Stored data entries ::
===============
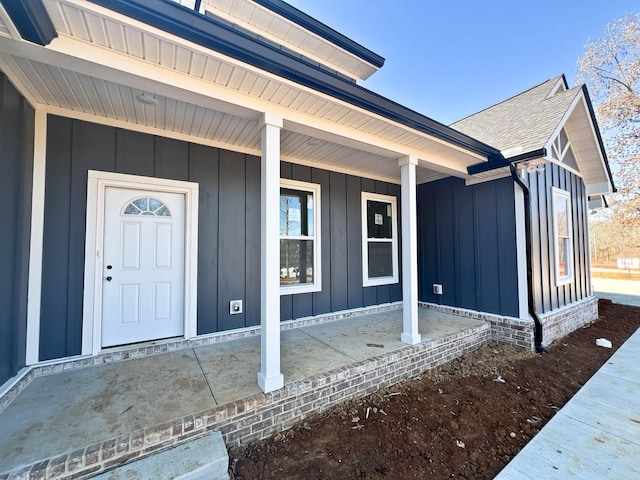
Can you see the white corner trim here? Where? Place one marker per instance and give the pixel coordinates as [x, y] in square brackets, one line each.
[37, 238]
[565, 196]
[92, 304]
[521, 254]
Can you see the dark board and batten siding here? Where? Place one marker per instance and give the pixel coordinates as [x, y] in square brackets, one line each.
[548, 295]
[341, 245]
[229, 185]
[467, 243]
[228, 228]
[16, 159]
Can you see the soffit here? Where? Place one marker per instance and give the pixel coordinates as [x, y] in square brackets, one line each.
[272, 26]
[364, 144]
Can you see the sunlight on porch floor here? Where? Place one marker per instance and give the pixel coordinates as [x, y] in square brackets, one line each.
[68, 411]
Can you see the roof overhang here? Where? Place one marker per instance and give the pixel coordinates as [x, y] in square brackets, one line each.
[212, 84]
[582, 129]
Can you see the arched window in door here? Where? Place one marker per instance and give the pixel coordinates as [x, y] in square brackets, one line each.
[146, 206]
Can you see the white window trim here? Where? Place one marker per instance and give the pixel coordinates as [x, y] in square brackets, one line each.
[316, 286]
[372, 282]
[556, 194]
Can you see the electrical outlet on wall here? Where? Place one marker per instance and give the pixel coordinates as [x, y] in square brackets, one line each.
[235, 307]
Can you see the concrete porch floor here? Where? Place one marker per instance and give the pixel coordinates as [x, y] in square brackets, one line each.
[69, 411]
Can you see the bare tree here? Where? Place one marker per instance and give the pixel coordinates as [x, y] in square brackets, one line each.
[610, 67]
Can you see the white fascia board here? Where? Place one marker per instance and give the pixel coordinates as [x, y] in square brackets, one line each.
[6, 19]
[146, 70]
[283, 41]
[501, 173]
[80, 56]
[18, 80]
[599, 188]
[121, 69]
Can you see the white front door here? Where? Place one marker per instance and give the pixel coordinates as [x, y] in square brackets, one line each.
[143, 266]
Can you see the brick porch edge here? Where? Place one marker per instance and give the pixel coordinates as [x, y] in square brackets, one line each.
[518, 332]
[259, 416]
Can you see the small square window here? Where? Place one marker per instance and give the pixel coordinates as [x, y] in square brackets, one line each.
[299, 237]
[379, 240]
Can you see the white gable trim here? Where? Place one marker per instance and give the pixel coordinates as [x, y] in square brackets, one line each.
[581, 100]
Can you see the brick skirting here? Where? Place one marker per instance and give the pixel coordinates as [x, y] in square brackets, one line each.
[565, 320]
[509, 330]
[520, 333]
[260, 416]
[12, 388]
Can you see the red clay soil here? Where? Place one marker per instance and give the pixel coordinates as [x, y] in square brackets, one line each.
[466, 419]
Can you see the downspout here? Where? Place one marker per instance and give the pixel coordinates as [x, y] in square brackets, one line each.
[527, 227]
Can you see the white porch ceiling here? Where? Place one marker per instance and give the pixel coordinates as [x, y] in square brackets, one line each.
[210, 98]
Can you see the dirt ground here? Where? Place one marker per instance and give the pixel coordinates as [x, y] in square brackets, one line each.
[466, 419]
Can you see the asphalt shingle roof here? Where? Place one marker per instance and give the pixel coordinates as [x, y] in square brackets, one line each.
[526, 120]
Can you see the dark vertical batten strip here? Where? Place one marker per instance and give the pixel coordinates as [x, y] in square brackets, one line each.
[16, 159]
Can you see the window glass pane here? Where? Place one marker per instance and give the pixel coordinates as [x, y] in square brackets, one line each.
[296, 262]
[563, 260]
[147, 206]
[562, 220]
[380, 259]
[296, 213]
[379, 219]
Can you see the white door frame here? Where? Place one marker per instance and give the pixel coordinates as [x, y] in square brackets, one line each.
[92, 307]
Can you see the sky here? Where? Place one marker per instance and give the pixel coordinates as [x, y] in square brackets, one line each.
[450, 58]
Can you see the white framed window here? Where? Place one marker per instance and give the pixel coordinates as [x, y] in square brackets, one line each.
[299, 237]
[563, 235]
[379, 239]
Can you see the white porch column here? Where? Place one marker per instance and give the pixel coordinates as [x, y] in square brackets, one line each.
[270, 378]
[410, 333]
[37, 235]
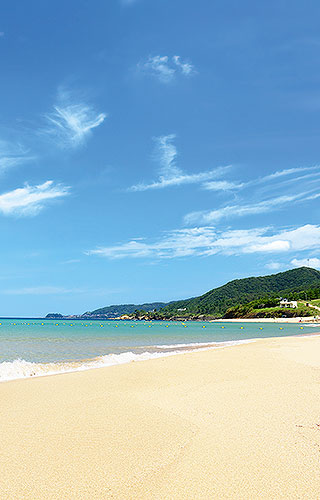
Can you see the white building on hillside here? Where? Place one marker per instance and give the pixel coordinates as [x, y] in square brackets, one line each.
[288, 303]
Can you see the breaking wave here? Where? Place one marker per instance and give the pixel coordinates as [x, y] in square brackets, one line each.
[20, 368]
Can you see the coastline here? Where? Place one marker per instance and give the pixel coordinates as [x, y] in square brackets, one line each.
[303, 319]
[241, 422]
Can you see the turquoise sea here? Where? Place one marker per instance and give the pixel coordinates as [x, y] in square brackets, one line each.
[43, 347]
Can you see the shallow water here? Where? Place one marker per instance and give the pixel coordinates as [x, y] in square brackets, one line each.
[40, 347]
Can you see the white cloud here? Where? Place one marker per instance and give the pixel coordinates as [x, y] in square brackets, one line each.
[186, 68]
[71, 123]
[273, 266]
[171, 175]
[207, 217]
[38, 290]
[222, 185]
[205, 241]
[30, 200]
[312, 262]
[166, 68]
[12, 155]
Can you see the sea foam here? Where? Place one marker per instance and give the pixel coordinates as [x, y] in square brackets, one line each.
[20, 368]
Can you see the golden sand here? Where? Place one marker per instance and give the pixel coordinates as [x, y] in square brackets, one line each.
[241, 422]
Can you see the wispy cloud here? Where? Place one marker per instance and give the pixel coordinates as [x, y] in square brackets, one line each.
[12, 155]
[70, 123]
[273, 266]
[166, 68]
[267, 193]
[30, 200]
[207, 217]
[206, 241]
[39, 290]
[170, 174]
[312, 262]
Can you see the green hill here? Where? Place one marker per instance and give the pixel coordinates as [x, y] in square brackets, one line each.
[302, 282]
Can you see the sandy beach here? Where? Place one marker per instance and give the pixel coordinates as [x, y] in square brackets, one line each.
[302, 319]
[240, 422]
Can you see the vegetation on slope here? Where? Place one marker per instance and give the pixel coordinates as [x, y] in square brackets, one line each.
[300, 283]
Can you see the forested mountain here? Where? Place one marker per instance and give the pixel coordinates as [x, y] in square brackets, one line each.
[303, 282]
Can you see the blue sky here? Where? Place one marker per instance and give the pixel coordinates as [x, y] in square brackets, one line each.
[154, 150]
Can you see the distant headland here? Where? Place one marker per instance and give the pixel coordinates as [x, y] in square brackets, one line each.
[290, 294]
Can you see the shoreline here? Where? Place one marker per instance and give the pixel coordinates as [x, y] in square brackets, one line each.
[21, 369]
[229, 423]
[302, 319]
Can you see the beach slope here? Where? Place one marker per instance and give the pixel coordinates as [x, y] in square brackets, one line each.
[240, 422]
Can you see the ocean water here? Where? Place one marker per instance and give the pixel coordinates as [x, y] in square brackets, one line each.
[42, 347]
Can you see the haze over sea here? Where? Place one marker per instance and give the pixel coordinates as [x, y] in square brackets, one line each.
[42, 347]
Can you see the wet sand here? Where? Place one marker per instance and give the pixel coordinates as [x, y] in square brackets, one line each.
[240, 422]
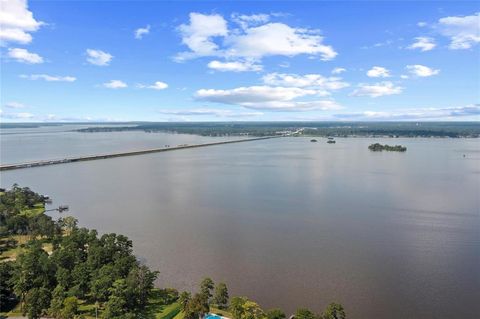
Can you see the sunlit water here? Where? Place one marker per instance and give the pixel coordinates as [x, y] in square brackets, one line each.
[288, 222]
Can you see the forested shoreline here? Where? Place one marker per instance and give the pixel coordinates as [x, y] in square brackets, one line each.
[54, 268]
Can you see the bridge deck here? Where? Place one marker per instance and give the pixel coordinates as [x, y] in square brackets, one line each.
[121, 154]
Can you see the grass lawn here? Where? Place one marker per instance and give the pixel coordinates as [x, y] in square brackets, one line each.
[37, 209]
[220, 312]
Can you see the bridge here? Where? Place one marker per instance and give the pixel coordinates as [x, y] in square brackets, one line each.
[122, 154]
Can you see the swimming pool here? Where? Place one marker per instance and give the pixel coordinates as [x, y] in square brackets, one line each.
[212, 316]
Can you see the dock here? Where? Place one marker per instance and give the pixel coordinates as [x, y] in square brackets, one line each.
[122, 154]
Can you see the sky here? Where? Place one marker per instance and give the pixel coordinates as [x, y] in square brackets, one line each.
[239, 61]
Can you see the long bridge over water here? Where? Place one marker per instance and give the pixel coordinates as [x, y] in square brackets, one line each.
[122, 154]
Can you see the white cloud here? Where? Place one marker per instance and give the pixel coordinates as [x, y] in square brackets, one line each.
[421, 70]
[14, 105]
[416, 114]
[16, 22]
[251, 42]
[312, 81]
[49, 78]
[98, 57]
[378, 72]
[140, 32]
[211, 112]
[423, 43]
[158, 85]
[234, 66]
[16, 116]
[278, 39]
[463, 31]
[377, 89]
[115, 84]
[338, 70]
[198, 34]
[267, 98]
[246, 21]
[23, 56]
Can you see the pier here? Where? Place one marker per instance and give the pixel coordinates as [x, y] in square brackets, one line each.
[122, 154]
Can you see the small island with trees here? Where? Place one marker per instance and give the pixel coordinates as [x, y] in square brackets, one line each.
[377, 147]
[56, 269]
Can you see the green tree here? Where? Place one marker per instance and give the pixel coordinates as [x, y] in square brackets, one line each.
[32, 270]
[303, 313]
[236, 306]
[206, 287]
[81, 279]
[252, 310]
[184, 299]
[68, 224]
[275, 314]
[334, 311]
[102, 282]
[197, 307]
[56, 304]
[117, 302]
[6, 286]
[70, 308]
[221, 296]
[37, 301]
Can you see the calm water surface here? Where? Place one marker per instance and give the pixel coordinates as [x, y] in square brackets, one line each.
[291, 223]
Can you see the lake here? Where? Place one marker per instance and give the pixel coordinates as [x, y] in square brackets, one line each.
[286, 222]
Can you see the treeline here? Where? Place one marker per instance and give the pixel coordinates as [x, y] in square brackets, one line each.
[217, 297]
[337, 129]
[377, 147]
[82, 268]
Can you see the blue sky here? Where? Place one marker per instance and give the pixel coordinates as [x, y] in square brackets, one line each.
[239, 60]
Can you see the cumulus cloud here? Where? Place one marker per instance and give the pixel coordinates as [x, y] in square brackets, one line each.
[199, 33]
[49, 78]
[416, 114]
[98, 57]
[140, 32]
[378, 72]
[16, 115]
[423, 44]
[115, 84]
[211, 112]
[463, 31]
[246, 21]
[267, 98]
[208, 35]
[158, 85]
[338, 70]
[377, 89]
[24, 56]
[421, 70]
[234, 66]
[279, 39]
[17, 22]
[312, 81]
[14, 105]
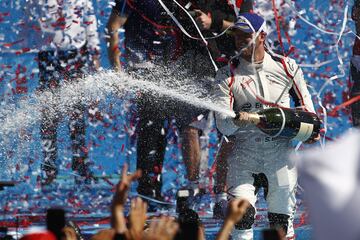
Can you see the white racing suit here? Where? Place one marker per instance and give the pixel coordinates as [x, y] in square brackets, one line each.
[243, 86]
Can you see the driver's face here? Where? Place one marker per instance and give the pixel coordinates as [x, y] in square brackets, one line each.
[243, 41]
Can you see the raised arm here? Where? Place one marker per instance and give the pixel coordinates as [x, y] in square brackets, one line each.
[117, 19]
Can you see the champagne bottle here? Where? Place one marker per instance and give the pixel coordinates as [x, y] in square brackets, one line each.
[290, 123]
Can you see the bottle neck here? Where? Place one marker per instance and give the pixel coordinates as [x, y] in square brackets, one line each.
[253, 118]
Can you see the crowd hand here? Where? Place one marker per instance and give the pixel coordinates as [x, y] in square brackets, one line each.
[96, 62]
[114, 56]
[163, 228]
[137, 219]
[313, 140]
[241, 119]
[69, 234]
[203, 19]
[117, 208]
[236, 210]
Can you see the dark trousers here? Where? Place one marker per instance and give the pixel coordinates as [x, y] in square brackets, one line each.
[153, 110]
[355, 91]
[57, 66]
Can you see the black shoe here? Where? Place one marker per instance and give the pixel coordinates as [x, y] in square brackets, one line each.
[187, 198]
[219, 210]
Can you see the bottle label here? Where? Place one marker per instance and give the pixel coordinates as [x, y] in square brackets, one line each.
[305, 131]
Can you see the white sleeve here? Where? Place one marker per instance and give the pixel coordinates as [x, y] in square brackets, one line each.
[90, 21]
[224, 99]
[300, 87]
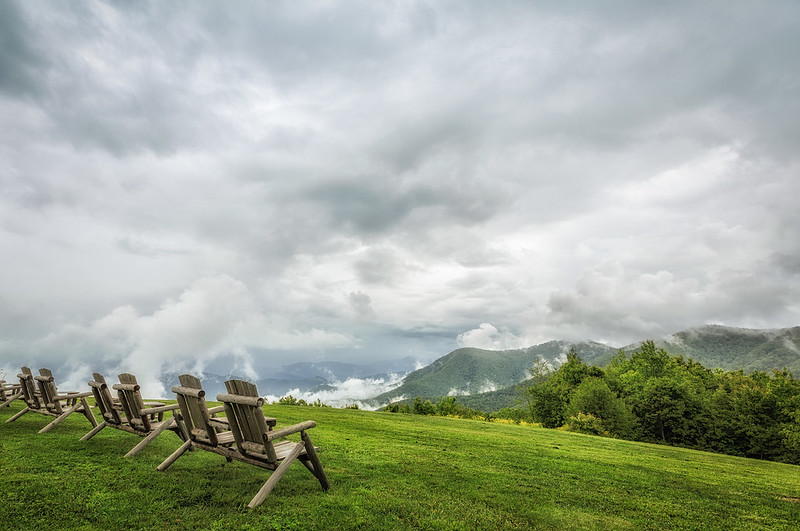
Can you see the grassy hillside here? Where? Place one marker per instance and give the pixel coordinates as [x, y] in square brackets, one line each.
[390, 471]
[473, 370]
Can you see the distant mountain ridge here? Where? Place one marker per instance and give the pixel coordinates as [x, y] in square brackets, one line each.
[731, 348]
[488, 377]
[468, 371]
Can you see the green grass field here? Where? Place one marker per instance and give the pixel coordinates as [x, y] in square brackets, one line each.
[388, 471]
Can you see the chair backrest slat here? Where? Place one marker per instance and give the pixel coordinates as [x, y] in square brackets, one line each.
[130, 399]
[29, 388]
[192, 402]
[48, 391]
[245, 417]
[103, 399]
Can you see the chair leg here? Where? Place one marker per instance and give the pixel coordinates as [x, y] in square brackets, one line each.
[312, 456]
[18, 415]
[58, 420]
[11, 399]
[87, 411]
[152, 435]
[94, 431]
[175, 455]
[262, 494]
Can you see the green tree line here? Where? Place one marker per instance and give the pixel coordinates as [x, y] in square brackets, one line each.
[652, 396]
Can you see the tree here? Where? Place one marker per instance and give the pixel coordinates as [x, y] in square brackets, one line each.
[594, 397]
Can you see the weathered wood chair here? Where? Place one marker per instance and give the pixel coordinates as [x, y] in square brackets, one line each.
[48, 401]
[9, 393]
[245, 434]
[129, 412]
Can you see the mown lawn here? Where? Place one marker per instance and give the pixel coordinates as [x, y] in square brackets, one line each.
[388, 471]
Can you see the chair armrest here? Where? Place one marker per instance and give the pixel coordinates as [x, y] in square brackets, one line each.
[283, 432]
[160, 409]
[73, 395]
[221, 423]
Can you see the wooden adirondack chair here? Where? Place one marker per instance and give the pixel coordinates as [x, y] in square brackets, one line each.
[48, 401]
[130, 413]
[9, 393]
[245, 434]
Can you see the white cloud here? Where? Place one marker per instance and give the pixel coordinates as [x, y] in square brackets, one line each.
[488, 337]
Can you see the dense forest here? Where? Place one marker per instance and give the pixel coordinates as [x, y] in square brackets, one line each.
[649, 395]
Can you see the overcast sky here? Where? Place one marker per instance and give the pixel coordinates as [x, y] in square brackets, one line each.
[266, 183]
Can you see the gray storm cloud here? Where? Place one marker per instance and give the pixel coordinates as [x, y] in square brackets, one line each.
[186, 182]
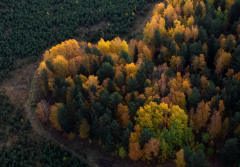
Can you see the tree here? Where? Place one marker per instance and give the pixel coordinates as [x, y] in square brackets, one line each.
[188, 9]
[202, 115]
[199, 10]
[82, 70]
[198, 159]
[106, 71]
[131, 70]
[125, 56]
[180, 162]
[194, 99]
[157, 39]
[215, 126]
[146, 135]
[125, 139]
[116, 131]
[132, 85]
[151, 149]
[44, 81]
[135, 152]
[84, 128]
[141, 78]
[65, 120]
[42, 111]
[151, 116]
[114, 100]
[122, 115]
[170, 72]
[225, 127]
[230, 152]
[60, 65]
[54, 116]
[96, 51]
[110, 86]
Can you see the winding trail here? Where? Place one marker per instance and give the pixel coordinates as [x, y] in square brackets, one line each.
[38, 127]
[91, 154]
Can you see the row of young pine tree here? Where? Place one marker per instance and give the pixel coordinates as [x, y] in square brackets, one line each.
[176, 93]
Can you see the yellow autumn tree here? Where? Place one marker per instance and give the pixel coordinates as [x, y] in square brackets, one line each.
[180, 162]
[151, 149]
[201, 116]
[60, 66]
[92, 80]
[54, 116]
[117, 45]
[104, 47]
[151, 115]
[188, 9]
[122, 115]
[215, 126]
[223, 61]
[84, 129]
[135, 152]
[131, 70]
===============
Problem requirements ::
From the line that contains "Can you see the yellow" through the end of the records above, print every line exactly and nothing else.

Answer box ::
Can you see the yellow autumn tree here? Where? Place one marker per instance and give the pixel coordinates as [x, y] in square brackets, one line each.
[180, 162]
[151, 149]
[201, 116]
[60, 66]
[92, 80]
[54, 116]
[117, 45]
[104, 47]
[151, 115]
[188, 9]
[122, 115]
[215, 126]
[223, 61]
[84, 129]
[135, 152]
[131, 70]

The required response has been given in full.